What needs to be done - In the article on Norway's stave churches, what change in the 12th century protected church walls against rot?

Selected excerpt -
━━━━━━━━━━
Stave Churches of Norway
by Bob Brooke
With
the establishment of Christianity in Norway one thousand years ago, the
culture of continental Europe gained a first foothold in the country.
The meeting between the new culture and the old gave rise to impulses
which made a considerable impression on Norwegian society. Church
buildings tell some of the story of this cultural convergence.
Although none of
the 29 stave churches that now survive belongs to the first generation
of Norwegian churches, historians now know that those built in the 11th
century–during the early period of conversion to Christianity–were
closely related to the stave churches. People built the earliest ones of
wood with walls of upright posts and planks. However, they embedded the
posts in holes in the ground. This gave them sufficient stability to
function as the constructive frame-work of the building, but it also
caused their bases to rot. Traces of this first generation of Norwegian
churches can still be seen in the form of rows of deep post-holes at
archaeological sites, and decayed remains of wood at the bottom of the
post-holes clearly reveal the fate of these early constructions.
Apparently, the first generation churches didn’t
stand for more than about 100 years. In the 12th century, the
need for more solid constructions became obvious. The problem was solved
by introducing sills, upon which the planks and staves rested, thus
raising the walls above ground level and protecting them against rot.
The method proved so effective that churches built in the 12th
century are still standing today.
It’s this method of construction that has
given the stave churches their name. A stave wall consists of vertical
planks with their bases in a groove in the sill-beam, and their tops in
a groove in the wall-plate. At each corner is an upright post connected
to the sill below and the wall-plate above. Thus, a stave wall has a
solid frame consisting of sill, wall-plate, and two corner posts. This
sill is filled with vertical planks. The sills of the four walls form a
solid horizontal frame on which the whole church rests. The wall-plates
form a corresponding horizontal frame at the top.
Many different types of stave churches have
been built but they have one shared feature in that all have stave
walls. The most common type is a simple, relatively small building with
a nave and a narrow chancel. An even simpler construction is the long
church, in which the nave and the chancel form a single, rectangular
building of uniform breadth under a pitched roof. In these churches the
chancel has been divided off from the nave by an open wall or chancel
screen.
━━━━━━━━━━
Dataset content -
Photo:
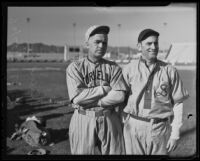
━━━━━━━━━━
Result - Builders introduced sills for the planks and staves to rest on, which raised the walls above ground level.